[DATASET RECORDS]

+ + + + + + +

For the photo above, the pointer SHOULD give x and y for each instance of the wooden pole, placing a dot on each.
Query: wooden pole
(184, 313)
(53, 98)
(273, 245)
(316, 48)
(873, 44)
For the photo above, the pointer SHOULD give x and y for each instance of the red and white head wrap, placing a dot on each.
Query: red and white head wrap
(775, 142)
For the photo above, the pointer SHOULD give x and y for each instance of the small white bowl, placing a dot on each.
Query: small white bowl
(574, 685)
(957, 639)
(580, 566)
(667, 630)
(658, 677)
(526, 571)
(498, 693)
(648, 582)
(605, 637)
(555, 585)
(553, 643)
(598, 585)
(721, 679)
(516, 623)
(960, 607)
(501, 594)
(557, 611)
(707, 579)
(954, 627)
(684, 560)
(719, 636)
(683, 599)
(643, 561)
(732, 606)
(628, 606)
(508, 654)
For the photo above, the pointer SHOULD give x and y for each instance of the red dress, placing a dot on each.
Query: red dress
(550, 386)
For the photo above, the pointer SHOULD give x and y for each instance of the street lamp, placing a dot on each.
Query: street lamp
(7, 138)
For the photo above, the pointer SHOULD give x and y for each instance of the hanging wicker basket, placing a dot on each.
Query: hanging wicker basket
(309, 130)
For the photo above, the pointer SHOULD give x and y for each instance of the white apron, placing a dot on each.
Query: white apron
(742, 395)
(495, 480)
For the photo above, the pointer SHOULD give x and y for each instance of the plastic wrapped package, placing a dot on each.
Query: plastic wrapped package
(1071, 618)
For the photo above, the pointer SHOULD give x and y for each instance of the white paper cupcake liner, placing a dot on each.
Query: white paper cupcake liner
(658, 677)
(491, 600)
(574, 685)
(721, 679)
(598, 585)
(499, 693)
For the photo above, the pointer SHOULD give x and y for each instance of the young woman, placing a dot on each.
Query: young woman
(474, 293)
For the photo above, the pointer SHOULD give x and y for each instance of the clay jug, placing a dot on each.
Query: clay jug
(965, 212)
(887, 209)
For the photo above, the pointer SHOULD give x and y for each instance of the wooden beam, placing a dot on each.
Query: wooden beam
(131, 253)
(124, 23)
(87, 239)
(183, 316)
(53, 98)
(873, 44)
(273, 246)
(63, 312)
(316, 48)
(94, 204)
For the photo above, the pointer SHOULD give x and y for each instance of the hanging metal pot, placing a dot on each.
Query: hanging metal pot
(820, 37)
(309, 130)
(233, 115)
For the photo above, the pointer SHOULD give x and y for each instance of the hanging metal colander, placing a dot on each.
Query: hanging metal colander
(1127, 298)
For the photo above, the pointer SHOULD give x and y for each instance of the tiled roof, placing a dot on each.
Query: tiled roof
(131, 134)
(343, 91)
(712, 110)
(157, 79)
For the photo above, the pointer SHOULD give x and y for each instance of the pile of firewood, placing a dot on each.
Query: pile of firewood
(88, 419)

+ + + + + + +

[WHAT NEEDS TO BE DONE]
Please rewrite the records from the line that contains "apron, placing a dot on each." through the line that contains "(1071, 618)", including both of those lines and keeping the requests. Multiply every coordinate in the answers by 1.65 and round to whole numbers, with halves rounding up.

[EXERCISE ANSWER]
For the photo above, the pointer SHOULD give x and y for each instance of the white apron, placing a dot on each.
Query: white apron
(1224, 652)
(817, 792)
For the photo above, the pointer SHOULD give x and y for each instance of the plastic wrapped package, placing a dot on each.
Query: plastic wrapped package
(1767, 1020)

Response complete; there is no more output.